___ RECORDS SHOWN
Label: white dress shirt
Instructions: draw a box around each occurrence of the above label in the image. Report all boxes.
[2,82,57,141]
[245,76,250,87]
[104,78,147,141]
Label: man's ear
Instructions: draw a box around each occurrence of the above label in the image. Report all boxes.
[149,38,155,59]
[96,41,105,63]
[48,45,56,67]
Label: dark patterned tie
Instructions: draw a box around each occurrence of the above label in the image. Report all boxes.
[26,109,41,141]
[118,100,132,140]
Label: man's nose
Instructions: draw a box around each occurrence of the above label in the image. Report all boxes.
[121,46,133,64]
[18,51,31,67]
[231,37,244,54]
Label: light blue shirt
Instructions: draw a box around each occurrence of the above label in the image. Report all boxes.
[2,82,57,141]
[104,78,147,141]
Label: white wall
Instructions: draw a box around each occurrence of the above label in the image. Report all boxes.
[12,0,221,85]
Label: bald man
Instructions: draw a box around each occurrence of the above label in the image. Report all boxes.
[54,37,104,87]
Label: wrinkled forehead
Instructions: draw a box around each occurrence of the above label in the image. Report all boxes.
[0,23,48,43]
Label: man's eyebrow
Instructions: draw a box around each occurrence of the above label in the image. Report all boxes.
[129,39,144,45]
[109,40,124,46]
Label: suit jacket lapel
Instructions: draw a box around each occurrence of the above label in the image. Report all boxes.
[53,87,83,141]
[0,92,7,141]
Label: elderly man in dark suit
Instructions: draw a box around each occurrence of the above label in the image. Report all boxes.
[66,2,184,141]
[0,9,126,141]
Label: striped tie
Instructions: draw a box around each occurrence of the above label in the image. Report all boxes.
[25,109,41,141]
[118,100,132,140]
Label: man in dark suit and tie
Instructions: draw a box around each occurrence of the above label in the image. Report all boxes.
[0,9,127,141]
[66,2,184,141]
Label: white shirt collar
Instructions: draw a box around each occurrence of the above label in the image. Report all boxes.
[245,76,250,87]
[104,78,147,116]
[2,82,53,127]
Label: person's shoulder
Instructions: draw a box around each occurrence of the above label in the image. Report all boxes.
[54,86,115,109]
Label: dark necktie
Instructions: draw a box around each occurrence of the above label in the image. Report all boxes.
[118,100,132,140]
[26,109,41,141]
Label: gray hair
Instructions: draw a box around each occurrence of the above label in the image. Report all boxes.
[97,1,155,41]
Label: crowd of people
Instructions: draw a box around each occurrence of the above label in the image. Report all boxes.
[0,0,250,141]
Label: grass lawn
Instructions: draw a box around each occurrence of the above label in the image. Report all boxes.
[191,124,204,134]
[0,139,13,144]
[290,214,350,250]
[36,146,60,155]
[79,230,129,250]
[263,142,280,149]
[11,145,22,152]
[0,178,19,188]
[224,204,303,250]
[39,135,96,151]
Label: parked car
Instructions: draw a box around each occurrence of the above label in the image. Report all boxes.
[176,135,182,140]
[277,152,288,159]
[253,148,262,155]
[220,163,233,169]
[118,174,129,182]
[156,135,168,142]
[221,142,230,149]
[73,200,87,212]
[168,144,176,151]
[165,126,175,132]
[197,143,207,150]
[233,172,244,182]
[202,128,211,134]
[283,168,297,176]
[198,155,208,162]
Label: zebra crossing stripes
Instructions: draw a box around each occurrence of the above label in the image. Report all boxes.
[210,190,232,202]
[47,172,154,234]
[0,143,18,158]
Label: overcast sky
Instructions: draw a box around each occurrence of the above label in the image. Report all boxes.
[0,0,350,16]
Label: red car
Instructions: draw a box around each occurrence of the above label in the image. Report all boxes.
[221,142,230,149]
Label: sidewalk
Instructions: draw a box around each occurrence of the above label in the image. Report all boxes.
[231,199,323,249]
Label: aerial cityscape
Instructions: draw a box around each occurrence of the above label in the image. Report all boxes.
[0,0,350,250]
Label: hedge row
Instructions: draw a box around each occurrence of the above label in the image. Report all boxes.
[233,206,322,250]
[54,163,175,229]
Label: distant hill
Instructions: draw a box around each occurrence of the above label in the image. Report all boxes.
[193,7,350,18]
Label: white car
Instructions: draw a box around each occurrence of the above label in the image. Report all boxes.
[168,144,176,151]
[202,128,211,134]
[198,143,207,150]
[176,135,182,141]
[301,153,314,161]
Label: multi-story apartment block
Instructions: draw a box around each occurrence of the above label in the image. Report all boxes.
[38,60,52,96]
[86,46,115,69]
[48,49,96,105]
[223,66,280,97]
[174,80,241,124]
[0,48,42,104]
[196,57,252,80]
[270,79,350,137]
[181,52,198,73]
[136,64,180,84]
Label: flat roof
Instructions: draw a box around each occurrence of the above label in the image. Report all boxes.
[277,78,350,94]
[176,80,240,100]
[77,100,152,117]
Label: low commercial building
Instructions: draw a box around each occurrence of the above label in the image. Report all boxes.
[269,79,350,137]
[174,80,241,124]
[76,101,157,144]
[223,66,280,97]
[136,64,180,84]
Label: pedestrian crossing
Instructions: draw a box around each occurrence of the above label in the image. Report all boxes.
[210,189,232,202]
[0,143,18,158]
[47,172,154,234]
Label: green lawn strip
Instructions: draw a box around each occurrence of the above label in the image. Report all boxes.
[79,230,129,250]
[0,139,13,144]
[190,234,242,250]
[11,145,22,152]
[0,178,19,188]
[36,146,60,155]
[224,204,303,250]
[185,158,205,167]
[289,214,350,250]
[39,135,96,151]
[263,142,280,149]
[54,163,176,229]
______
> BRIEF
Please write out the material again, swapping "occurrence" for "instance" everywhere and keeping every other line unchanged.

> COMPLETED TASK
Label: white dress shirt
Instructions: draw a box around each instance of the above label in the image. Report all boxes.
[2,82,57,141]
[245,76,250,87]
[104,78,147,141]
Label: man's ear
Instructions: draw a box around each instance of the above label in the image. Report all boxes.
[149,38,155,59]
[96,41,105,63]
[48,45,56,67]
Label: dark patterned tie
Instructions: draw a box around each instance of the above label in the image. Report all boxes.
[26,109,41,141]
[118,100,132,140]
Label: man's nose
Instructions: draw a box around each instance of the above label in the image. Report all boxes.
[121,46,133,64]
[18,51,31,67]
[231,37,244,54]
Label: light blue shirt
Instructions: draw a box around each instance of the above label in the image. Report all boxes.
[2,82,57,141]
[104,78,147,141]
Label: white wall
Instructions: draw a box around each instance of the above label in the image. Report all boxes.
[12,0,221,85]
Label: bald man
Instructions: draw a box around each instance of the above label in the image. Report all boxes.
[54,37,104,87]
Label: wrinkled forehead
Instructions: draw a box around each instance of the above label in the image. Report all boxes.
[0,23,48,43]
Label: man's eyebrow
Instructions: draw a box around each instance of the above label in the image. Report all boxes.
[129,39,144,45]
[109,40,124,46]
Label: suit jacket lapel
Instructions: draw a box around each instance of the above label in the image. Report all boxes.
[53,87,83,141]
[0,92,7,141]
Label: elderly man in dark suit
Instructions: draw a box around each instance of the above label in the image. Report all boxes.
[66,2,184,141]
[0,9,126,141]
Label: striped tie
Instructions: draw a box around each instance of the above label in the image. Report all boxes.
[25,109,41,141]
[118,100,132,140]
Label: man in dark suit and tie
Instructions: draw a box around each instance of the above label in the image. Report all boxes.
[0,9,127,141]
[66,2,184,141]
Label: white shirt collar
Instructions: draw a box around each instance of the above label in the image. Report all boxes.
[245,76,250,87]
[104,78,147,116]
[2,82,53,127]
Label: person's shoulder
Instructions: draw a box around each instance of the above label in the image. Report all boxes.
[54,86,115,109]
Label: dark necktie
Instructions: draw a box around each instance of the above label in the image. Report all boxes.
[118,100,132,140]
[26,109,41,141]
Label: gray hair
Instructions: draw a box around each instance of the above label in the image. Report all boxes.
[97,1,155,41]
Label: crowd of people
Instructions: draw a box around each instance of the above label in the image. Report all boxes.
[0,0,250,141]
Label: grass lawn
Instructions: draw a box around each instance of the above label in the image. Report all boxes.
[191,124,204,134]
[0,139,13,144]
[290,214,350,250]
[36,146,60,155]
[79,230,129,250]
[263,142,280,149]
[11,145,22,152]
[0,178,19,188]
[224,204,303,250]
[39,135,96,151]
Label: parked car
Instructions: draw a box around each instance of the above label in the image. Report all boxes.
[176,135,182,140]
[277,152,288,159]
[253,148,262,155]
[220,163,233,169]
[118,174,129,182]
[156,135,168,142]
[221,142,230,149]
[73,200,87,212]
[168,144,176,151]
[165,126,175,132]
[197,143,207,150]
[233,172,244,182]
[202,128,211,134]
[283,168,297,176]
[198,155,208,162]
Label: zebra crossing stripes
Instructions: draw a box around each instance of the above label in the image. Report all boxes.
[210,190,232,202]
[47,172,154,234]
[0,143,18,158]
Label: overcast sky
Instructions: draw a box around each instance of the above label in the image. Report all boxes.
[0,0,350,16]
Label: red car
Instructions: draw a box around each instance of the above label in the image. Report all boxes.
[221,142,230,149]
Label: sidewalk
Instructions: draw a box around each instance of the above label in the image. Report all boxes.
[231,199,323,249]
Label: aerial cityscape
Instructions: draw a box around each instance of the above label in the image. Report all boxes.
[0,0,350,250]
Label: hedge row
Instructions: draw a box around each instance of the above label in the image. Report all boxes.
[233,206,322,250]
[54,163,175,229]
Label: distant hill
Instructions: draw a box around each instance of the above label in the image. Report all boxes.
[193,7,350,18]
Label: white car
Instructions: draw a box around each instance of the above label in the image. Report all boxes.
[168,144,176,151]
[202,128,211,134]
[198,143,207,150]
[176,135,182,141]
[301,153,314,161]
Label: multi-story apartment block
Instructions: draw a box around each instance of the above label in the image. Report all boxes.
[38,60,52,96]
[86,46,115,69]
[48,49,96,105]
[223,66,280,97]
[174,80,241,124]
[0,48,42,104]
[196,57,252,80]
[270,79,350,137]
[181,52,198,73]
[136,64,180,84]
Label: flat roof
Instructions: draw a box around each instance of the above label in the image. Report all boxes.
[277,78,350,94]
[176,80,240,100]
[77,100,152,117]
Label: low commercial building
Instructions: draw a box around each instance of the above label in the image. Report all boxes.
[269,79,350,137]
[174,80,241,124]
[76,101,157,144]
[223,66,280,97]
[136,64,180,84]
Label: pedestrian crossing
Instructions: draw a box around each instance of the above label in the image. Report all boxes.
[210,189,232,202]
[0,143,18,158]
[47,172,154,234]
Label: green lawn strip
Instructions: draw a box around each instance of the above label in the image. Report all boxes.
[79,230,129,250]
[0,139,13,144]
[190,234,242,250]
[11,145,22,152]
[0,178,19,188]
[36,146,60,155]
[224,204,303,250]
[185,158,205,167]
[289,214,350,250]
[39,135,96,151]
[263,142,280,149]
[54,163,176,229]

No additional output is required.